The only one who attempts to deal with himself in an authentic way is Wade. He tries to “make amends” for his not dealing with Alison on a deeper level than he he should have. At the conclusion Wade’s conversation with her is a trigger. However, we do not understand the specifics of the how or why. The rationale appears that she went through something in childhood. So did we all. We are ready to empathize, but are never quite given the chance, a fissure in the play’s development and characterization of Alison.
Rosebrock chooses to develop the play so that the conclusion becomes Alison’s flashpoint of experiencing the pain of her buried, bleeding wounds. The play ends with her emotional breakdown as she appears to allow herself to feel on a deeper level.
This is a risky choice in developing the play.The outcome remains unsatisfying and uncertain. The character Alison, whom we’ve come to accept and appreciate, is a cipher and a conundrum to herself and us. Though Alison has achieved the beginnings of a deep emotional release, Rosebrock sets her spinning in limbo. Any epiphany she might experience is mitigated by questions and doubt. We do not know where her emotional release will take her, nor what specifically it is connected to.

(L to R): Chris Stack, Kristolyn Lloyd in Atlantic Theater Company’s World Premiere of ‘Blue Ridge,’ written by Abby Rosebrock, directed by Taibi Magar, Linda Gross Theater (Ahron R. Foster)
※
WORK TO COMPLETE
a. Answer these about the review:
(i) Which character tries to deal with himself in an authentic way?
(ii) How does the play end?
(iii) Who directed the production named in the caption?
b. Could you rewrite the review between "This is a risky" and "is connected to.", inclusive, switching "release" to "catharsis"?
c. Which people are named in the caption at the end of the review? List them all.
The entries are not needed for any of this work.

MATERIAL SUPPLIED
※
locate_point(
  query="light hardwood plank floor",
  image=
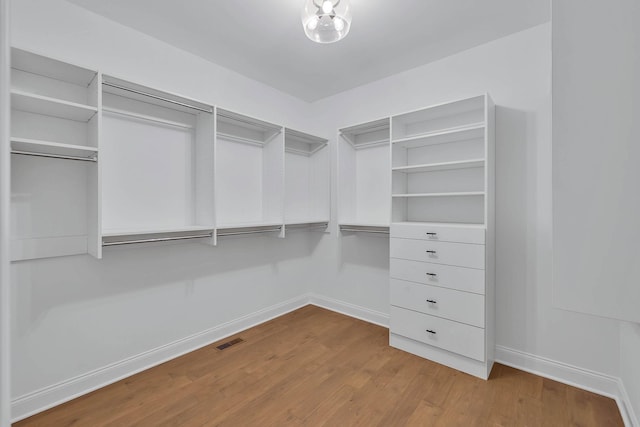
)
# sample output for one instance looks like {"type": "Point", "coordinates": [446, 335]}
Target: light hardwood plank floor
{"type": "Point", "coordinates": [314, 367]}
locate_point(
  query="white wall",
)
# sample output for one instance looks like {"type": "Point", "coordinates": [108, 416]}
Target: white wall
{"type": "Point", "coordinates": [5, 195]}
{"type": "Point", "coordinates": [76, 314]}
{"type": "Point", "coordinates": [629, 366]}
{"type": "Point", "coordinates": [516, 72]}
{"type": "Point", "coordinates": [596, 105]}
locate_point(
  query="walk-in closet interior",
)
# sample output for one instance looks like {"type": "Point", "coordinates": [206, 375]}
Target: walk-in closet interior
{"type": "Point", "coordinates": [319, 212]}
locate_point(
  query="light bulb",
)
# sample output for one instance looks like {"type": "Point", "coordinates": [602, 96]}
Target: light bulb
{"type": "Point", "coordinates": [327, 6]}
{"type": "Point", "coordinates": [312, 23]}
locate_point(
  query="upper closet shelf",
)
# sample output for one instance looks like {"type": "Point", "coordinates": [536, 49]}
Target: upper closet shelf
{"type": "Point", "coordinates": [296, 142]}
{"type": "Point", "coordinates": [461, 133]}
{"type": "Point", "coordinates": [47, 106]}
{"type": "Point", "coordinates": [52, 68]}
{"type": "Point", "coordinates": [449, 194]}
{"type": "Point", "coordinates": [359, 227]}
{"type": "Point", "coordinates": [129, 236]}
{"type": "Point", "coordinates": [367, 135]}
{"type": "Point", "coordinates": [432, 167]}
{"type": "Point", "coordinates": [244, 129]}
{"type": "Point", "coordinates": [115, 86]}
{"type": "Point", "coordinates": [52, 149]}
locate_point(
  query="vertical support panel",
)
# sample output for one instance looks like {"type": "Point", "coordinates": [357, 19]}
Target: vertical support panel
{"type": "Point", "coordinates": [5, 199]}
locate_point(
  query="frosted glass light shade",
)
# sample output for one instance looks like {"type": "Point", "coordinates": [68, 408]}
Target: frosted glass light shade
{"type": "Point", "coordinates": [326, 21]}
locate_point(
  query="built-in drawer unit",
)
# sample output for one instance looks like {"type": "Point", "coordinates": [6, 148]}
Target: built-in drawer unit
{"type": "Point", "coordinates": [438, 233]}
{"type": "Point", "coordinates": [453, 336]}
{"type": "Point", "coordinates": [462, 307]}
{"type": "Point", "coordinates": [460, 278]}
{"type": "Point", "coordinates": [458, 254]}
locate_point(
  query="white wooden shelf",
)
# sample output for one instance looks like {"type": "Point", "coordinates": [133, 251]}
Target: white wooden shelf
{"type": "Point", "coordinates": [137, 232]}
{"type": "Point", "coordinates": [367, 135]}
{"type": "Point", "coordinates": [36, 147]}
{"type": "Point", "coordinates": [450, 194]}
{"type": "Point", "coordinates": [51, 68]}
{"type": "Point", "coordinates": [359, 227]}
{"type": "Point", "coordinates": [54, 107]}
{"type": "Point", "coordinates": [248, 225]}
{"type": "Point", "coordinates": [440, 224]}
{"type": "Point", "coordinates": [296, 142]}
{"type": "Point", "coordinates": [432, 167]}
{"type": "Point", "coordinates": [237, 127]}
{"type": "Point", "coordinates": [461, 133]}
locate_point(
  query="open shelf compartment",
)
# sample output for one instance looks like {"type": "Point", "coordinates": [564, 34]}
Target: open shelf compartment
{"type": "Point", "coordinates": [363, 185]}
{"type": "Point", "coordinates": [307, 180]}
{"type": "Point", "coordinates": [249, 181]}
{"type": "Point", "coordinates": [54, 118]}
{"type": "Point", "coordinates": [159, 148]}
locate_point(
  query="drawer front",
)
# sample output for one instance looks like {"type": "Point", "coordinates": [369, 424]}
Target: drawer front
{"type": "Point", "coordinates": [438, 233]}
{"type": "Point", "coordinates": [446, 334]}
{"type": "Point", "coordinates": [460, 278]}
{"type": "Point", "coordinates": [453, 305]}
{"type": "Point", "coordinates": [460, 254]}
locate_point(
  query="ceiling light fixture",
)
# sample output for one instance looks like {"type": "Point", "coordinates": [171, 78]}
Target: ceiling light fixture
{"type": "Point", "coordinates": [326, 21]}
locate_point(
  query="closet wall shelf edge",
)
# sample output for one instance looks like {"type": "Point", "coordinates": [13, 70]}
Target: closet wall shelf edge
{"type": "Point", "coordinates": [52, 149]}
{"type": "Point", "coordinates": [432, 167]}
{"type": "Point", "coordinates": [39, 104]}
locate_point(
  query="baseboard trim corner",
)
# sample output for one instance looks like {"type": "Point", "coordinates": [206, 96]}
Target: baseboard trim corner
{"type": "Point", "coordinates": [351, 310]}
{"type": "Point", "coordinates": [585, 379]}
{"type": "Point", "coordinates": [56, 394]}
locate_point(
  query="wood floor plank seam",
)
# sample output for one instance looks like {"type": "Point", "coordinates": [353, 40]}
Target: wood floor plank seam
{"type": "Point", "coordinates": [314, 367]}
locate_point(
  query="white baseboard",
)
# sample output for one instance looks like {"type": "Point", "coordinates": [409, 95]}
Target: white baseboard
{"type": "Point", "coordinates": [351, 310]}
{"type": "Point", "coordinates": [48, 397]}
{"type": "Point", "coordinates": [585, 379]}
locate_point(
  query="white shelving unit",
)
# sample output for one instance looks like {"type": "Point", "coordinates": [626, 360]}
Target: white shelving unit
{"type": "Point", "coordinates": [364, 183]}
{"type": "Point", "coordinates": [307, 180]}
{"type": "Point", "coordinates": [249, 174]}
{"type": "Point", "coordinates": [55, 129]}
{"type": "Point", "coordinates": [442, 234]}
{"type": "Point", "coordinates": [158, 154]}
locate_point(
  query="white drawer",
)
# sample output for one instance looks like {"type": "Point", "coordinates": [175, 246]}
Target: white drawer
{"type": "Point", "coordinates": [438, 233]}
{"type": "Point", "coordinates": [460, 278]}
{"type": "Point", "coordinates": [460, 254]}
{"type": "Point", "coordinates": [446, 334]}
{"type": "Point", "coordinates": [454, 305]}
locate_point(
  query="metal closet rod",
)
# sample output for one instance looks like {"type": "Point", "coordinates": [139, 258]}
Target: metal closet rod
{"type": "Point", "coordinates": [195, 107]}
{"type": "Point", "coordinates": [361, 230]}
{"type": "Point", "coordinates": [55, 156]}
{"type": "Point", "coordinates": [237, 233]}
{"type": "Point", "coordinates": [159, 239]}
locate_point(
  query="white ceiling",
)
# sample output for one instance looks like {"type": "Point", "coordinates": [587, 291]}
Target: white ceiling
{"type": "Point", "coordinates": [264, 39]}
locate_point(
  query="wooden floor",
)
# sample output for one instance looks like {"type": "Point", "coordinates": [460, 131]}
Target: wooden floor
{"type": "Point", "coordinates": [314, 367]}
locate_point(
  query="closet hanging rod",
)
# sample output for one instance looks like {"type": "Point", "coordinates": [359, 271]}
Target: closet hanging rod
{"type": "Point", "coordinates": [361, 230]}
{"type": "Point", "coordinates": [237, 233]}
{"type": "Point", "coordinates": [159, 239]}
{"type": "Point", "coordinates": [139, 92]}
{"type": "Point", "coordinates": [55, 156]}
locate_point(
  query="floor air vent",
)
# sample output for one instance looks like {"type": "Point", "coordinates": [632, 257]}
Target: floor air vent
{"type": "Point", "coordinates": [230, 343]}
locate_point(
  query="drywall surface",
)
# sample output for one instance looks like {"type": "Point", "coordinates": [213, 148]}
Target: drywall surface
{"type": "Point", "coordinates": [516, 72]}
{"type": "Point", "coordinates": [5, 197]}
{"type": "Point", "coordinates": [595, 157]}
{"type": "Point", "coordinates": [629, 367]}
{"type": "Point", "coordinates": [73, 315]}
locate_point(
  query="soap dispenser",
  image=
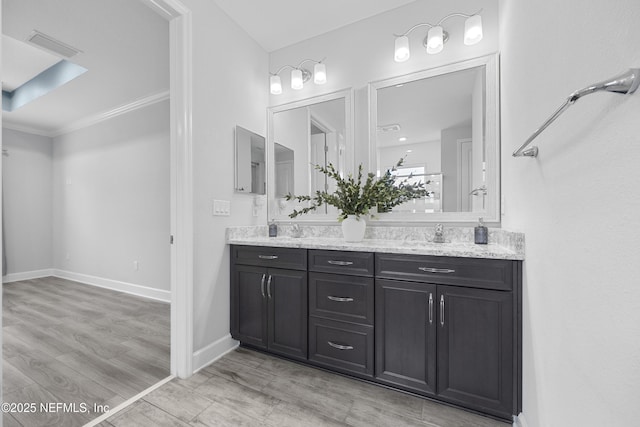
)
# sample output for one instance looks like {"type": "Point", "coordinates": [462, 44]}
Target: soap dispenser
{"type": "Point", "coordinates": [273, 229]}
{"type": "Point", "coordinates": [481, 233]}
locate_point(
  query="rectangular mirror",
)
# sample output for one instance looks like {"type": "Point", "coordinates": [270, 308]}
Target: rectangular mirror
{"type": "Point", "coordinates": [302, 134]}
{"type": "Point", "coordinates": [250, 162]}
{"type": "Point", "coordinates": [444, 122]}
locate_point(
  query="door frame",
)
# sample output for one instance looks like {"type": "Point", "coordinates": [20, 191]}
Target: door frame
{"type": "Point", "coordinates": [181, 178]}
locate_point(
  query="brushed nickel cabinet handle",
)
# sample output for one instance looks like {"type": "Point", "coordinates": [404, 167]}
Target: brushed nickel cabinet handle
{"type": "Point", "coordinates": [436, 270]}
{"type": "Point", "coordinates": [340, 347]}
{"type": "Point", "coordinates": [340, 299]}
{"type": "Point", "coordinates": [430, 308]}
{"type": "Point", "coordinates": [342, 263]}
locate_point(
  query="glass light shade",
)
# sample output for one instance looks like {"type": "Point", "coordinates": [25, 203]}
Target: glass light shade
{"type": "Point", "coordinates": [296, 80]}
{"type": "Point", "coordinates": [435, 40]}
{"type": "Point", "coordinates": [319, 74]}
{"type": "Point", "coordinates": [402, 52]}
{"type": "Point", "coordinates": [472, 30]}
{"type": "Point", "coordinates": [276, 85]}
※
TASK ANSWERS
a.
(i) Wade
(ii) With Alison's emotional breakdown as she appears to allow herself to feel on a deeper level
(iii) Taibi Magar

b.
This is a risky choice in developing the play.The outcome remains unsatisfying and uncertain. The character Alison, whom we’ve come to accept and appreciate, is a cipher and a conundrum to herself and us. Though Alison has achieved the beginnings of a deep emotional catharsis, Rosebrock sets her spinning in limbo. Any epiphany she might experience is mitigated by questions and doubt. We do not know where her emotional catharsis will take her, nor what specifically it is connected to.

c. Chris Stack, Kristolyn Lloyd, Abby Rosebrock, Taibi Magar, Ahron R. Foster